* _EXERCISE PROMPT_
Your answer should be the records again, unchanged in wording and free of images.
(Beginning of DATA FOR REVIEW)
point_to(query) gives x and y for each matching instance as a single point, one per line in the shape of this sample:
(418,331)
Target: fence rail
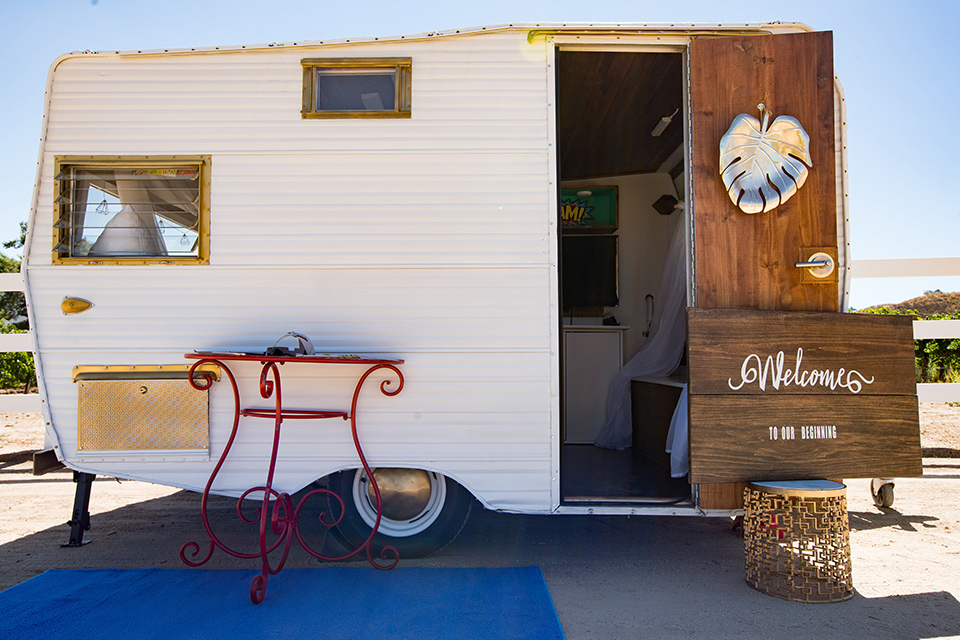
(13,343)
(922,329)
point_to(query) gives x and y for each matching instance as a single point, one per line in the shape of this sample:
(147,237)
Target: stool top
(810,488)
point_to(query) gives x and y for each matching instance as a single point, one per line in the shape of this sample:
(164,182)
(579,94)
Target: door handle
(820,265)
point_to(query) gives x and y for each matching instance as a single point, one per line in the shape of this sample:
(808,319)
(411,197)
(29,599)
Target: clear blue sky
(896,60)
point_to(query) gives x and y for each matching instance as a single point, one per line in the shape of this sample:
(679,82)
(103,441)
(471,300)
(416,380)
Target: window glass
(356,87)
(121,211)
(355,90)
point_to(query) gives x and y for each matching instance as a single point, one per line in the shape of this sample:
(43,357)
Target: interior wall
(644,238)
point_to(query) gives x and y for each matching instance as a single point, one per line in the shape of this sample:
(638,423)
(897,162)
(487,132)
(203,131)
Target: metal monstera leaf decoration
(763,167)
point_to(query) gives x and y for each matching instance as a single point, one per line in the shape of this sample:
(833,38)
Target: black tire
(431,530)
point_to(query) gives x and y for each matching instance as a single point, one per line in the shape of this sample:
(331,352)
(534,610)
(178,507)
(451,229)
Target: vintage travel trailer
(590,268)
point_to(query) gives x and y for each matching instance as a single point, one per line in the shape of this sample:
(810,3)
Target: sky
(896,61)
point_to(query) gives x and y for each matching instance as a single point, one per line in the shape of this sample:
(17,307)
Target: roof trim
(533,29)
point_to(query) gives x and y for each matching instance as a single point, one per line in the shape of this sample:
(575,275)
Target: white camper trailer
(514,212)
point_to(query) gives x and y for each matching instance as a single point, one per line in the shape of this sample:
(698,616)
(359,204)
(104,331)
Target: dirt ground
(610,577)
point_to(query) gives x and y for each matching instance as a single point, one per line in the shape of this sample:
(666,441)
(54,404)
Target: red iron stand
(282,516)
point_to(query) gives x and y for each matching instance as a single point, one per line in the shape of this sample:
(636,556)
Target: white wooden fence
(15,342)
(922,329)
(944,392)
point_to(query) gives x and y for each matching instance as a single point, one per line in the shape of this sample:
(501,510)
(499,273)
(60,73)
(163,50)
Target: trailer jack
(81,509)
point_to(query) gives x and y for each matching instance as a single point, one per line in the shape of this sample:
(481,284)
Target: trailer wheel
(423,511)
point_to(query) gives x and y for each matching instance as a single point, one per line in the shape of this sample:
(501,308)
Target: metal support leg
(81,509)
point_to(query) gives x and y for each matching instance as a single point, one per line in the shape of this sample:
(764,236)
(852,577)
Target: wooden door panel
(746,261)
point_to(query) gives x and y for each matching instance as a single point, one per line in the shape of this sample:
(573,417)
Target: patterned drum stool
(797,540)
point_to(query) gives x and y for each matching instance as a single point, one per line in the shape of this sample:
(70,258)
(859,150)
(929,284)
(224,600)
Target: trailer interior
(620,124)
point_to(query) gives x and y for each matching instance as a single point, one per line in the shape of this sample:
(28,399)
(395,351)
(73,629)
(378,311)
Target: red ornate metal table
(281,517)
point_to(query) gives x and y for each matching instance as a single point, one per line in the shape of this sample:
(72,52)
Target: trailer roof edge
(537,28)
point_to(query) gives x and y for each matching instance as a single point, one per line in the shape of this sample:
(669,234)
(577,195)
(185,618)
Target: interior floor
(592,474)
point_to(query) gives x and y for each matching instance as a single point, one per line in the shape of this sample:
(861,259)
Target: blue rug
(329,602)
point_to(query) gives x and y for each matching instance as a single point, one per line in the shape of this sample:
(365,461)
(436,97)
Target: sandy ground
(610,577)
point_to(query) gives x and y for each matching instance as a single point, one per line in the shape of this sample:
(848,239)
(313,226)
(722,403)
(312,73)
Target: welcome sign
(789,395)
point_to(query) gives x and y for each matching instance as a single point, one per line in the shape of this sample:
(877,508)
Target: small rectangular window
(356,87)
(142,210)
(End of DATA FOR REVIEW)
* _TASK OUTPUT_
point_to(query) gives x and y for each matching instance as a single point, one per line in the shape of this sample:
(418,331)
Target: fence rail
(13,343)
(922,329)
point_to(query) gives x and y for each matching instance as a single point, one per line in the shape of this sample:
(147,237)
Target: stool top
(810,488)
point_to(query) gives x and y for each matching instance as a single point, one per line in the shape of this sample:
(164,182)
(579,94)
Target: door handle
(820,265)
point_to(query) gives x and y for each matching instance as a single point, one per line in the shape of this sample:
(808,319)
(411,197)
(29,599)
Target: clear blue sky
(896,60)
point_to(query) gives x and y for each matching instance as a single point, one per line in the shape of this sample:
(679,82)
(103,441)
(471,300)
(416,380)
Target: window glass
(356,87)
(121,211)
(355,90)
point_to(query) gives x and y for each matching instance as a single point, one per line in the shape of this sample:
(43,357)
Target: interior wall
(644,238)
point_to(query) gives x and y for each matching instance as a single point, one per line in the shape of this sample:
(638,423)
(897,162)
(487,132)
(203,131)
Target: metal monstera leaf decoration
(763,167)
point_to(query) gives x and y for each matching instance as a single point, one per line in the shape of this sample:
(833,38)
Target: black tire
(431,530)
point_to(query) gives x and y for each matching instance as a single point, one per line in the shape of this sample:
(331,352)
(534,610)
(178,507)
(451,229)
Target: vintage travel trailer
(590,268)
point_to(query) gives x and y for each matching instance as a single point, one per line in the shape of this sample:
(810,3)
Target: sky
(896,61)
point_to(query) gives x and y for each matching instance as a single point, one per line in the shape of this sample:
(17,307)
Target: roof trim
(533,29)
point_to(query) gives x and y for each matching instance as a single point, one per line in the shape of this sample:
(575,275)
Target: white camper trailer
(514,212)
point_to(query) gives x and y for each matching instance as a single point, one per line in the shape of this sample:
(698,616)
(359,204)
(104,331)
Target: dirt ground
(610,577)
point_to(query) gives x and y for each matching instance as a single point, one per line in the shape of this sample:
(666,441)
(54,404)
Target: red iron stand
(282,516)
point_to(query) gives x and y for each matching instance as a single point, one per line in the shape of this sample:
(636,556)
Target: white wooden fence
(15,342)
(922,329)
(944,392)
point_to(query) gives x and y for each matching instance as a single point, one per line in the shape of this sample:
(501,510)
(499,273)
(60,73)
(163,50)
Target: trailer jack
(81,509)
point_to(query) gives x and y for each matching instance as a single point, one per line in the shape of this sample:
(481,284)
Target: trailer wheel
(423,511)
point_to(query) gives x and y for each matching instance as a single point, one per line in the shape of this sample:
(501,308)
Target: metal support leg
(81,509)
point_to(query) gives x and y for each matching instance as a single point, one per line in the shape of this sample:
(764,236)
(852,577)
Target: wooden door panel
(746,261)
point_to(query) gives x and y for each matching instance as a single point, one per line in the shape of this sample:
(573,417)
Target: patterned drum stool
(797,540)
point_to(query) gives x and y for each matching instance as a single point, one per line in the shape of this sample:
(70,258)
(859,150)
(929,284)
(224,600)
Target: trailer interior
(620,124)
point_to(query) gives x and y for each matching instance as a single point, one per line in the shape of this sample:
(28,399)
(395,351)
(73,629)
(378,311)
Target: red ornate metal table
(281,517)
point_to(query) gives x and y for each matching instance as a single point, one per line in the shape of this sample:
(72,52)
Target: trailer roof edge
(537,28)
point_to(query) gives x and y for each matching instance as a single point, one per line in the shape of this sample:
(669,234)
(577,195)
(185,618)
Target: interior floor
(592,474)
point_to(query) gives x and y for each matching instance as a single point, one per line in the shape of this sample:
(861,259)
Target: blue rug
(329,602)
point_to(query) gives x and y for each matching instance as a single point, one per line in the shape of this sample:
(365,461)
(436,97)
Target: sandy ground
(610,577)
point_to(query) gives x and y for each matching instance as a single point, one per line in the shape of this sample:
(848,239)
(313,226)
(722,403)
(312,73)
Target: welcome sign
(789,395)
point_to(query) gives x and y for each matching instance as a single point, one per line in the shape of this sample:
(877,508)
Target: small rectangular window
(356,87)
(142,210)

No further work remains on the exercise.